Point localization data
==*==
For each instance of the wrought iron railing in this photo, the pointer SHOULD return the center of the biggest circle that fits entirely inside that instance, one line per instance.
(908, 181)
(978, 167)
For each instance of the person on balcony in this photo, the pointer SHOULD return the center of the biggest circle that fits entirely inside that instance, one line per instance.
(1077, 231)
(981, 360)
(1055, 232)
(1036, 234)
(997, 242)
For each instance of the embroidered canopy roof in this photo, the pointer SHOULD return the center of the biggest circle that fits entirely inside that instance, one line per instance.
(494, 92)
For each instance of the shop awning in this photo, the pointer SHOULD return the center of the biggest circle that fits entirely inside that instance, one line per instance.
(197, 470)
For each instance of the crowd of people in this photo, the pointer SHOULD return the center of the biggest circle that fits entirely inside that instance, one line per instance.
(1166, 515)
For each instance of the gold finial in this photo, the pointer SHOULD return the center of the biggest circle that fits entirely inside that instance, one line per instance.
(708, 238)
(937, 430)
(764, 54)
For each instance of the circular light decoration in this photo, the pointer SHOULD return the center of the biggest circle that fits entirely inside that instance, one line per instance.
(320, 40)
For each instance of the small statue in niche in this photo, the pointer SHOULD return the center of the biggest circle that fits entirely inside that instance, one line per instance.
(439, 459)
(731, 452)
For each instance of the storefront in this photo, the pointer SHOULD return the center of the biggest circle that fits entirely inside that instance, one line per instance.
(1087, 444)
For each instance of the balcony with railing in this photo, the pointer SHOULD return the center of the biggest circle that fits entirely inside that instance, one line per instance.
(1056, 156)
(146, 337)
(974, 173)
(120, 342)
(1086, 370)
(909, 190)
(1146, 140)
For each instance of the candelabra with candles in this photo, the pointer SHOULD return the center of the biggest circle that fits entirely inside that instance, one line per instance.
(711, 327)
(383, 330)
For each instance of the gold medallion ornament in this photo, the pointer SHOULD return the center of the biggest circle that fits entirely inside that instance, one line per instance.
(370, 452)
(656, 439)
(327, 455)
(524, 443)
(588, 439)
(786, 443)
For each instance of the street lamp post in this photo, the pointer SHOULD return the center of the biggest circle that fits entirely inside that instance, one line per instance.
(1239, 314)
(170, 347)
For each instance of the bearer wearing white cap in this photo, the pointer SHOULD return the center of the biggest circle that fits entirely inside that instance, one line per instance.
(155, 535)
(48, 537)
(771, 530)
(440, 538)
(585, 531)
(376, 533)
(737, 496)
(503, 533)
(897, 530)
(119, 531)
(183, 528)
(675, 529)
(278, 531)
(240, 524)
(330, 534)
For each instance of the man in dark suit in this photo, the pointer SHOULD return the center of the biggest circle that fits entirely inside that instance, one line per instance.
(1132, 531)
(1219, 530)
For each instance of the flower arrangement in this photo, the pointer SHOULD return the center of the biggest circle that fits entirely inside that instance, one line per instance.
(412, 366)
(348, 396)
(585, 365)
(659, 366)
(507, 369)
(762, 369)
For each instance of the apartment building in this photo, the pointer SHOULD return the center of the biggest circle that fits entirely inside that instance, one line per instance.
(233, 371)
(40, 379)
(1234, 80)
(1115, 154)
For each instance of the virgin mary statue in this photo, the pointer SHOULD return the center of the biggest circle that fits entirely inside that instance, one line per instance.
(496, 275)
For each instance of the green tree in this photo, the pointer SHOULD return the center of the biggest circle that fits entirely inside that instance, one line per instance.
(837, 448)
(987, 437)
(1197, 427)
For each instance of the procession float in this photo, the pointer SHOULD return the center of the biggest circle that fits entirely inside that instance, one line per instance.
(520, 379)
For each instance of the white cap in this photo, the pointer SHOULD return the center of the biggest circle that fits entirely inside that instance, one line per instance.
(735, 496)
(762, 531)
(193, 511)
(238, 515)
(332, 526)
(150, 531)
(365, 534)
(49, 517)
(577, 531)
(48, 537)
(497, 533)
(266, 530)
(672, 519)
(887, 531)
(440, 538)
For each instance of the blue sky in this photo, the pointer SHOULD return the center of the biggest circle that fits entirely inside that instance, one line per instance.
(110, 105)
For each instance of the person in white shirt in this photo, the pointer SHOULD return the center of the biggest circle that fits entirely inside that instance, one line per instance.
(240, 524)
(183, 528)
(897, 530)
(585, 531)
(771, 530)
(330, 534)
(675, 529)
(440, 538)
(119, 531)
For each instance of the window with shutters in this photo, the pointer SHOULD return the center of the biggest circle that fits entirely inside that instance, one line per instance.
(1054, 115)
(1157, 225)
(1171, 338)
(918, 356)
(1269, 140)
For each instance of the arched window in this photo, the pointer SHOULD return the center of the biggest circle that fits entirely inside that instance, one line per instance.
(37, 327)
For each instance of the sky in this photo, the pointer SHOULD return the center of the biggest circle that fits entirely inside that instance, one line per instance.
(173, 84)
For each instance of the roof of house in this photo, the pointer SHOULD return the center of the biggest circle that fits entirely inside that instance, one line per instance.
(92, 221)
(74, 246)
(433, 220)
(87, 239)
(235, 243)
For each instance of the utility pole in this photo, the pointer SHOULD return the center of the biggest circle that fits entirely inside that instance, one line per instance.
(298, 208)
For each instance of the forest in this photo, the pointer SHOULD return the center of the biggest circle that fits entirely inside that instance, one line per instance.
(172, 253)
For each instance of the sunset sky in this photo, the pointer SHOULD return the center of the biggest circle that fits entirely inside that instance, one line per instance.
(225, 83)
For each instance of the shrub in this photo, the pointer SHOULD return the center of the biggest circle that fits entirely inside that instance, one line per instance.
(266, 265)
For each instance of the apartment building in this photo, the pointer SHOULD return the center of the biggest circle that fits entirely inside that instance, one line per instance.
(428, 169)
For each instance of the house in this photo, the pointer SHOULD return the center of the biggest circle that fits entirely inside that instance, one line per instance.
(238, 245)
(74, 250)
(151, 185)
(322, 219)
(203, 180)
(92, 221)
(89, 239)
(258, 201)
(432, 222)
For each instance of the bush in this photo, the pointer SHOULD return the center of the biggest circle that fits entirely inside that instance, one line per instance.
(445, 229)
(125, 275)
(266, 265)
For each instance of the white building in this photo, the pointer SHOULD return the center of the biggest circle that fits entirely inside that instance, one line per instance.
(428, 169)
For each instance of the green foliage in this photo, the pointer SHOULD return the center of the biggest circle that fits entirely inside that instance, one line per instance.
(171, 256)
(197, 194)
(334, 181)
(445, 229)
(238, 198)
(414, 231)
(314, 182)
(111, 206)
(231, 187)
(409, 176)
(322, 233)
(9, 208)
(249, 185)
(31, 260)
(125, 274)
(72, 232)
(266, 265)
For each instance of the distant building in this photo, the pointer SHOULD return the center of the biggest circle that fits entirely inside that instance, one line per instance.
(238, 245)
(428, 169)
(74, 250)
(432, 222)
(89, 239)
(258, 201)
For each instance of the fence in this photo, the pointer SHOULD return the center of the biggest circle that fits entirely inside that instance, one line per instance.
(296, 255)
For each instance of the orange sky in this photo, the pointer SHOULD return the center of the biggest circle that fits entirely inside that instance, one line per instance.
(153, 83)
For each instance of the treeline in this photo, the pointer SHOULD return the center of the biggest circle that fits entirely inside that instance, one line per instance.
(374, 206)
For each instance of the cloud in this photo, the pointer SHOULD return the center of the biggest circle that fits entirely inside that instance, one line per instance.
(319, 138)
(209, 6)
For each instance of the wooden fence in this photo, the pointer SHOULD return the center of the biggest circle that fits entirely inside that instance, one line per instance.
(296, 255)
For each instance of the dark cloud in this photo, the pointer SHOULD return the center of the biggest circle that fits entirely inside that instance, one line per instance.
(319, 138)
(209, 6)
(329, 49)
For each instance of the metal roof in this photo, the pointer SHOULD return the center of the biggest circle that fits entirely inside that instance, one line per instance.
==*==
**Exercise brief:**
Output all of the data again. Match it exactly.

**Result for this task:**
For each instance of the wrought iron railing in this photo, the pointer SHOULD return the center of the biggest circle that fits entirely inside that instance, one line per instance.
(908, 181)
(978, 167)
For each instance of the person on balcony in this photo, the pointer SHOULD return the center of the biggest circle that fits entirely inside that instance, one line per instance.
(1077, 231)
(981, 360)
(1055, 232)
(1036, 234)
(997, 242)
For each instance of the embroidered canopy roof in this photo, the pointer SHOULD return the center of the biggest circle that fits entirely inside that instance, one line per instance.
(494, 92)
For each instance of the shop awning in this photo, the pointer SHOULD return the center of the biggest circle that fits entirely inside that instance, one line per instance.
(197, 470)
For each instance of the crowd of people in this photo, the pointer SHOULD return the center of the biggest circle that fits entirely inside that instance, one line per instance.
(1166, 515)
For each instance of the gold finial in this photo, the pointer SHOULD return the center of the biggest circle that fits entirely inside that instance, one line per instance.
(708, 238)
(937, 430)
(764, 54)
For each instance of the circular light decoration in this photo, the pointer SHOULD return the center of the biggest circle that fits entirely inside that instance, one line per instance.
(320, 40)
For each instance of the small statue in niche in this photo, the pointer SHOULD return the center of the biggest circle that fits entirely inside that instance, one line per instance.
(439, 459)
(731, 452)
For each instance of the storefront in this photo, the pointer SHOULD return the center of the biggest circle that fits entirely inside that instance, one line per instance.
(1087, 444)
For each instance of the balcony with railing in this photo, the pointer SHOULD return the center of the biggest circle that fits entirely inside that instance, one line per instance.
(1056, 156)
(146, 337)
(974, 173)
(120, 342)
(1086, 370)
(909, 190)
(1146, 140)
For each instance of the candelabra with candles in this photo, the pointer SHOULD return the center of the biggest circle that fits entirely inside that instance, one line per instance.
(711, 327)
(383, 330)
For each instance of the gold medallion ornament in this photo, the pointer SHOULD return the center of the biggest circle that fits entirely inside that instance, one line per instance.
(370, 452)
(656, 439)
(327, 455)
(524, 443)
(588, 439)
(786, 443)
For each instance of the street lamp post in this photo, the pointer SHOULD return the center of the biggest circle that fits entirely inside that instance, one line per instance.
(1239, 314)
(170, 347)
For each instance of the bearer wearing white cap in this photo, the pointer SHOULD return the center of the biggest circle that fits entirely inside that instance, one line per instance.
(155, 535)
(48, 537)
(771, 530)
(440, 538)
(585, 531)
(376, 533)
(737, 496)
(503, 533)
(897, 530)
(119, 531)
(183, 528)
(675, 529)
(278, 531)
(240, 524)
(330, 534)
For each instance of the man in dark suit in this photo, the pointer SHOULD return the center of the biggest circle that fits entirely inside that instance, one line per instance.
(1132, 531)
(1219, 530)
For each instance of the flower arrangement in this photo, the pointer SHOULD return the center of the biggest circle that fits entirely inside that instance, one line per instance.
(412, 366)
(348, 396)
(585, 365)
(659, 366)
(507, 369)
(762, 369)
For each instance of the apartment building in this photo, the pointer SHOULD return the center of the biggest circle that fits entirely inside that instance, one line per instance.
(233, 371)
(40, 379)
(1234, 80)
(1115, 154)
For each instance of the virgin mary statue in this photo, the pointer SHOULD return the center of the biggest circle that fits entirely inside that instance, one line per instance.
(496, 275)
For each instance of the green tree in this photo, the pointer SHOULD return the center of the biggest circle that fits entirely inside that instance, one line per instance.
(837, 448)
(987, 437)
(1197, 427)
For each instance of the procession float in this photo, the pointer SHOULD return the center of the biggest circle that fits entirely inside that instance, one line per instance.
(520, 379)
For each instance of the white cap in this photo, the pointer SHOULD return the center of the biggest circle that fits entirely inside that instance, one line per instance.
(735, 496)
(762, 531)
(193, 511)
(238, 515)
(332, 526)
(150, 531)
(365, 534)
(49, 517)
(577, 531)
(48, 537)
(497, 533)
(266, 530)
(672, 519)
(887, 531)
(440, 538)
For each instance of the blue sky in this photo, the pointer SHOULD return the center of the biggest circle that fits entirely inside that instance, one line per instance.
(110, 105)
For each instance of the person in white shirt in this photo, the pointer SHOULD return the center of the biggest circle that fits entirely inside that instance, one line per instance.
(240, 524)
(183, 528)
(897, 530)
(585, 531)
(771, 530)
(330, 534)
(675, 529)
(440, 538)
(119, 531)
For each instance of the window with shutters in this photo, the pointer SHOULD return the center of the biggest circle that fits entirely inside that instance, one line per instance.
(1054, 115)
(1157, 225)
(1171, 338)
(918, 356)
(1269, 140)
For each instance of the arched window in this photo, the pointer SHOULD return the center of the biggest circle that fits entirely inside that instance, one line per instance.
(37, 327)
For each instance of the sky in this photo, the pointer SHOULD return the center of the biggest circle that fits entirely inside that instance, one line per instance.
(173, 84)
For each instance of the roof of house in this photo, the pointer SHOULD return the center of the biggest circle that fits entirely inside that instance, one line per instance.
(92, 221)
(74, 246)
(433, 220)
(87, 239)
(235, 243)
For each instance of the utility pole in this photo, the pointer SHOULD return the center of the biggest circle that fits entirely inside that instance, one line per instance.
(298, 208)
For each instance of the forest in this photo, the pointer SHOULD return the center of the biggest circle that fits entirely inside that instance, one line per instance.
(172, 253)
For each instance of the sunset sky in this photo, the pointer SHOULD return the center of the biggest circle that fits entirely inside that instance, one line per instance.
(225, 83)
For each instance of the shrub in this photo, the pointer SHOULD return the center of the biggest circle that fits entirely inside that instance, one line per instance.
(266, 265)
For each instance of the apartment building in this photo, the pointer SHOULD return the center of the biggest circle that fits entirely inside that instance, one line per instance.
(428, 169)
For each instance of the house in this photo, the pointer SHOULD return the center of the biggest circle that fits entirely inside that instance, one line per instance.
(238, 245)
(74, 250)
(151, 185)
(322, 219)
(203, 180)
(92, 221)
(89, 239)
(258, 201)
(432, 222)
For each instance of the bush in this photo, the pointer SHOULD return the center of the biggest circle that fits entirely inside that instance, one line per instance.
(445, 229)
(125, 275)
(266, 265)
For each instance of the white building in this photo, the pointer SHOULD return the center of the biggest circle that fits entirely inside that instance, one line per instance.
(428, 169)
For each instance of the green foliage in this photo, the pointer SHOULD return the center of the biggest circle that fits entirely inside that instance, one line per instance.
(171, 256)
(197, 194)
(334, 181)
(445, 229)
(238, 198)
(414, 231)
(314, 182)
(111, 206)
(231, 187)
(409, 176)
(322, 233)
(9, 208)
(249, 185)
(31, 260)
(125, 274)
(72, 232)
(266, 265)
For each instance of the distant building in this photo, the pointer SHOULD return the center of the biggest circle that fits entirely inside that instance, one line per instance.
(238, 245)
(428, 169)
(74, 250)
(432, 222)
(89, 239)
(258, 201)
For each instance of the fence in this photo, the pointer SHOULD return the center of the biggest circle that fits entirely inside that instance, one line per instance.
(296, 255)
For each instance of the orange sky in this photo, the pointer SHOULD return the center of the biggest circle that fits entirely inside that instance, one line per instance.
(153, 83)
For each instance of the treeline in this photo, the pointer SHOULD return the center of the biggest circle that fits entirely inside that instance, one line per instance.
(374, 206)
For each instance of the cloud in this photo, the pointer SHOULD return the center of the biggest circle that fits entirely inside that instance, one line per instance.
(319, 138)
(209, 6)
For each instance of the wooden fence in this photo, the pointer SHOULD return the center of the biggest circle that fits entirely inside that instance, one line per instance.
(296, 255)
For each instance of the dark cloud in this photo, the pointer SHOULD return the center of the biggest circle that fits entirely inside that instance, one line per instance.
(319, 138)
(209, 6)
(329, 49)
For each instance of the metal roof in this photo, the pointer SHOULD return the center of the biggest circle that fits entirely inside that instance, one line per instance.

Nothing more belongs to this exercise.